◆ Przekazane zestawienie
◆ ◆ ◆

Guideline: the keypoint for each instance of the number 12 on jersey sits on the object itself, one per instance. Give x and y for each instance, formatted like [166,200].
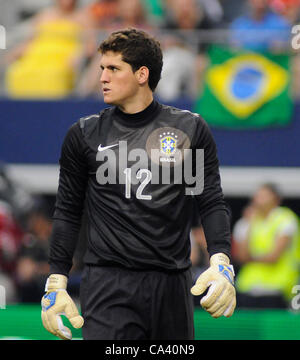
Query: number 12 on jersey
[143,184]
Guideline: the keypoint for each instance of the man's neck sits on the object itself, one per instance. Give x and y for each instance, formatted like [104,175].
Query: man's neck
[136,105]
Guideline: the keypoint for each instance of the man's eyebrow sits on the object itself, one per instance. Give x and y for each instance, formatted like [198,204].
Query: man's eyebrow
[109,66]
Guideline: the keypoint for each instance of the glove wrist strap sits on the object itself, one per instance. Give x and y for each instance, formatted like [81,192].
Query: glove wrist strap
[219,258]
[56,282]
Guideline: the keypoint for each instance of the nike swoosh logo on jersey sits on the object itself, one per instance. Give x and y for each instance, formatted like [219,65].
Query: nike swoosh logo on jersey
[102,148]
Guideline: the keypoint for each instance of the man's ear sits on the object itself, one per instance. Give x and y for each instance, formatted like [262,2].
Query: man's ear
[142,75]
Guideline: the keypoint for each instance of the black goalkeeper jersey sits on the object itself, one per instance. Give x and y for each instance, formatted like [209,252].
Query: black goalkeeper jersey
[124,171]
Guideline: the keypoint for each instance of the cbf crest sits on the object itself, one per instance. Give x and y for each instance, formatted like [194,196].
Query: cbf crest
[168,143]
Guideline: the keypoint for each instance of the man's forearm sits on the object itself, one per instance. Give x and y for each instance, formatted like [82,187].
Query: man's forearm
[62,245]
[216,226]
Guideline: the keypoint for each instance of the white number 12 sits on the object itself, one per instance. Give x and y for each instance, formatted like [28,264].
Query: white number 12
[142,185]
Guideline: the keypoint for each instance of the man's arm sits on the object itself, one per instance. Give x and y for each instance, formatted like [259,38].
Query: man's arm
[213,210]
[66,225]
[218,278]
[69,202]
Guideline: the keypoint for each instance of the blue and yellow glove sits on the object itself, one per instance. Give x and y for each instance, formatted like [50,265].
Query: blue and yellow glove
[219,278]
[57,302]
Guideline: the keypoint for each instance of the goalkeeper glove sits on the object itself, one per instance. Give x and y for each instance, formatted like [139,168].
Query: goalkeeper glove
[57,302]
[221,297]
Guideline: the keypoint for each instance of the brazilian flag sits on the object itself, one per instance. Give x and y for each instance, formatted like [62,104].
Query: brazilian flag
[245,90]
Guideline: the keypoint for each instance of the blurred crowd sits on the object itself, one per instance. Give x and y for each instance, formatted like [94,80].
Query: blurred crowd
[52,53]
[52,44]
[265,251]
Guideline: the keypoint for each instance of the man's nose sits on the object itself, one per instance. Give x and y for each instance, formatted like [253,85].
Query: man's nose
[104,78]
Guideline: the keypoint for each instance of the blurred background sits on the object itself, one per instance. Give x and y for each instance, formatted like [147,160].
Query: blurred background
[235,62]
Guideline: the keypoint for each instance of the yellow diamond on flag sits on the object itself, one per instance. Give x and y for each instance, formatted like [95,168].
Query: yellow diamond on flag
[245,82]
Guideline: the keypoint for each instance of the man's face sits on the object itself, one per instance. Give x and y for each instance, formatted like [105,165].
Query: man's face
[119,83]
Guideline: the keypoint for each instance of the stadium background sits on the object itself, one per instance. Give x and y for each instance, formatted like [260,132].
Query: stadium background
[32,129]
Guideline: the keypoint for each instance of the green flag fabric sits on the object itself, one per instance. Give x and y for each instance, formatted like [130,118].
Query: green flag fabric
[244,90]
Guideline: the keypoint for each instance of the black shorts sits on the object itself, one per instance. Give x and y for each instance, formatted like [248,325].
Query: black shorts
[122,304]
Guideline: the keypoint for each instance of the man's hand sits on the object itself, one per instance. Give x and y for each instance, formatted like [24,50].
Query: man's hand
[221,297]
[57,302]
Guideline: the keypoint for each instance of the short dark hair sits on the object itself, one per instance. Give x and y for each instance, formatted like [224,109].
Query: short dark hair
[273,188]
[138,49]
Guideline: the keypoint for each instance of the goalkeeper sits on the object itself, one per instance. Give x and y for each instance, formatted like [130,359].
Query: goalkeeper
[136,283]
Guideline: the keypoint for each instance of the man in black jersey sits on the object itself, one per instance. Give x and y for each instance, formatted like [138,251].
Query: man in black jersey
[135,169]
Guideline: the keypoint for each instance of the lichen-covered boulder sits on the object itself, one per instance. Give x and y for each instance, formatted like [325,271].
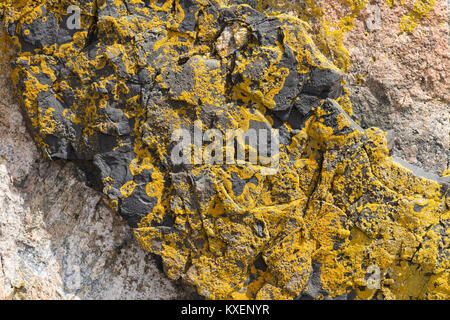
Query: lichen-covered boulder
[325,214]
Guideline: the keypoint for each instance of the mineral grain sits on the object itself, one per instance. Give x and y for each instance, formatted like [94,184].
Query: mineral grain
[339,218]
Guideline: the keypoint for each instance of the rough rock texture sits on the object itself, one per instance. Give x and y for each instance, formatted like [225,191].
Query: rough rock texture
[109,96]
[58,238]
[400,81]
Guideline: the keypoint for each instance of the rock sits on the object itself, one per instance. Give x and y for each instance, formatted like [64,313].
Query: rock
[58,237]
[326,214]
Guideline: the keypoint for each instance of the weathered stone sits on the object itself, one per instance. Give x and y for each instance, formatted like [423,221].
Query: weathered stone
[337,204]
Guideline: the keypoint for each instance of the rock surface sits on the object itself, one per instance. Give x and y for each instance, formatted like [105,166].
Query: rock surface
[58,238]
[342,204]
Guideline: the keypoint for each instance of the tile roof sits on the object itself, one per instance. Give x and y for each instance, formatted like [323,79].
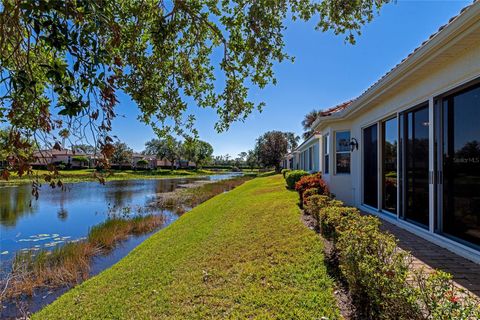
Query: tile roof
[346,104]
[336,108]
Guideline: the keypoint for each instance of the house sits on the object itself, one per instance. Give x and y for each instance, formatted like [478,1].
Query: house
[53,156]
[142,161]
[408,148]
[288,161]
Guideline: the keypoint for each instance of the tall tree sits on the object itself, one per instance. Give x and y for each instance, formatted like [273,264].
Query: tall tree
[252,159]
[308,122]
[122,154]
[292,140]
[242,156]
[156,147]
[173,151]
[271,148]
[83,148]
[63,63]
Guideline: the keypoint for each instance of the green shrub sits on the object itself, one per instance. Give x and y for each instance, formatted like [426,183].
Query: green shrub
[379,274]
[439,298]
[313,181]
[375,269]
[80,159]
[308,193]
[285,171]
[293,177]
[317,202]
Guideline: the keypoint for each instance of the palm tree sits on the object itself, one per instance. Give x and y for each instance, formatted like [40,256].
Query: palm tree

◆ ◆ ◆

◆ Co zrobić
Powtórz proszę całe zestawienie powyżej wiersz po wierszu, bez żadnych zmian. Obrazy pomiń w odpowiedzi.

◆ Przykładowe rozwiązanie
Guideline: the keypoint for each instance of the number 12 on jersey sits on the object itself, one per instance. Give x and y for each instance, formatted like [166,200].
Query: number 12 on jersey
[143,184]
Guideline: the keypoint for each instance of the man's neck sits on the object itself, one per instance. Give x and y for each instance, formatted like [104,175].
Query: man's neck
[136,105]
Guideline: the keypoint for each instance of the man's eyebrow sits on the object itself, one per instance. Give x and y for each instance, formatted like [198,204].
Query: man's eyebrow
[109,66]
Guideline: the keypoint for each instance of the glove wrist strap sits on the object itself, one per instance. Give x and y for each instance, formatted like [81,192].
Query: glove wrist strap
[219,258]
[56,282]
Guideline: the keypoint for each instance of the nike swoosh logo on jersey sits on the object itself, one per instance. Give x and y for each instance, formatted like [219,65].
Query: nike swoosh logo on jersey
[102,148]
Guideline: the keypoint for each instance of the man's ear sits on the object itself, one per instance. Give x and y for each instance, formatted like [262,2].
Query: man's ear
[142,75]
Guideline: the keypoint for each instance of the black goalkeeper jersey sits on the object itself, one per instance. Give x and y for each instance, formatted like [209,252].
Query: black goalkeeper jersey
[124,171]
Guideline: the keypoint for each instance of the cbf crest sits on the object itself, one per instance. Give x and y for each instance, formatted like [194,196].
Query: cbf crest
[168,143]
Guideline: the keypoint for each instance of the man's forearm sits on the object itself, one per instance. Give x and y for each instance, formatted like [82,187].
Query: man's forearm
[62,245]
[216,226]
Guideline: the keypoint for each instance of the white number 12 sits on the object itself, one per instance. Give x and y for each instance, formatted like [28,264].
Query: white number 12
[142,185]
Guideline: the keypoint for each instance of the man's arm sits on the object itself, one per instance. Give x and y for each instance, formatted like [259,38].
Query: man's arm
[213,210]
[66,225]
[218,278]
[69,202]
Guideline: the keypoint for each instance of the blue and yellow glove sits on the object itself, one per instance. Give x and y for each instance, formatted like [50,265].
Query: blue and yellow glove
[219,278]
[57,302]
Guideline: the keypoint for each instance of the goalkeeper glove sits on the object itself, one per instance. Give x and y for each instance, formatted like [139,168].
Query: goalkeeper glove
[57,302]
[221,297]
Guideline: the keypoint for each instance of the brazilian flag sits on the object itself, one per instance. Give x and y for each instance, formatted like [62,104].
Query: brazilian flag
[245,90]
Guideline: the keypoint for each instance of the blurred crowd sits on the object itself, one per instance. Give x and y for each instance, formatted like [94,80].
Query: blurred crowd
[52,53]
[52,44]
[265,251]
Guideline: the keypoint for each instance of the man's nose sits on the object itself, one per instance. Give x and y for each instance, formatted like [253,85].
Query: man's nose
[104,78]
Guideline: the keypoint for each instance of the blurred background sits on the object itself, one per instance. Give x and y for each instance, formatted like [147,160].
Query: blurred background
[235,62]
Guideline: the keypoint for each instance of the yellow diamond on flag sits on the object itself, one per instance. Give x and y for each instance, formatted like [95,168].
Query: yellow diamond on flag
[245,82]
Guideline: the keypoint for each instance of the man's face sits on the object itself, one per instance. Give x and y for each instance, formatted like [105,165].
Query: man's face
[119,83]
Guideline: the keypoint for each instance of the stadium background sits on the object itself, one per instance. Give x and y for each instance, formatted like [260,132].
Query: stadium background
[32,129]
Guideline: the keypoint for each instance of the green flag fabric sits on the object itself, one per instance. Give x and y for each instance, formatted like [130,118].
Query: green flag fabric
[244,90]
Guideline: the keypoint for each instance of the black shorts sits on the object itself, one per instance. Give x and y for each instance, formatted like [248,325].
Query: black shorts
[122,304]
Guideline: the keypoint for each instance of the man's hand sits on the object itself, one per instance. Give x and y for each instance, formatted like [24,50].
Query: man's hand
[221,297]
[57,302]
Guideline: the keypoint for each instance of the short dark hair sits on the object itself, one per instance. Give x and y for each instance, formatted like [224,109].
Query: short dark hair
[273,188]
[138,49]
Guideline: the keypoint for each instance of the goalkeeper sits on the object itself, one per instance. Give x and y for each instance, formatted like [130,359].
Query: goalkeeper
[136,283]
Guideline: the keypoint for each instance of the man in black jersey sits on the object itself, one per instance. Give x and y for each instance, formatted like [138,251].
Query: man in black jersey
[135,169]
Guideline: the keypoint for each instance of the lichen-covered boulder sits on the object itself, one per instance. Give x and y for each instance, formatted like [325,271].
Query: lichen-covered boulder
[325,214]
Guideline: the keypoint for each instance of the mineral grain sits on the object itself, one per instance. Give x and y for each instance, formatted like [94,184].
Query: mineral grain
[339,218]
Guideline: the keypoint for each instance of the rough rock texture sits on the object itself, one per instance. Give x and y for each instance, formatted like [225,191].
Query: rough rock texture
[109,96]
[58,238]
[400,81]
Guideline: the keypoint for each instance of the rock sits on the object itself, one per instance. Give x and y for each instance, formatted like [64,313].
Query: rock
[58,237]
[326,214]
Guideline: the keypoint for each instance of the weathered stone sits on the object itself, one per instance. Give x and y for each instance, formatted like [423,221].
Query: weathered stone
[337,204]
Guideline: the keypoint for each instance of the rock surface sits on the object itself, one per instance. Give x and y for each instance, formatted like [105,166].
Query: rock surface
[58,238]
[342,204]
Guideline: the keypoint for each instance of the tile roof sits on the object itself, one per instance. Give x and y for each instance, formatted like [323,79].
Query: tile roof
[346,104]
[336,108]
Guideline: the keypoint for each instance of the house sits on the object itself, one per instance. Give x and y for each instance, formatted like [478,1].
Query: house
[53,156]
[142,161]
[408,148]
[288,161]
Guideline: the keypoint for each instance of the tall tree sits on the object itself, one per instance. Give x and y for each instance, formatted like [273,264].
Query: tall tree
[252,159]
[308,122]
[122,154]
[292,140]
[242,156]
[156,147]
[173,151]
[271,148]
[83,148]
[63,63]
Guideline: the keypoint for each instance of the green shrub sits on the object itself, one per instance. Give x and y for each instance, formatted like [426,183].
Query: green shrub
[379,274]
[439,298]
[313,181]
[375,269]
[80,159]
[308,193]
[285,171]
[293,177]
[317,202]
Guideline: the keypoint for each instance of the palm tree sits on the object itself, one per instance. Give x and y for each instance, formatted like [40,256].
Query: palm tree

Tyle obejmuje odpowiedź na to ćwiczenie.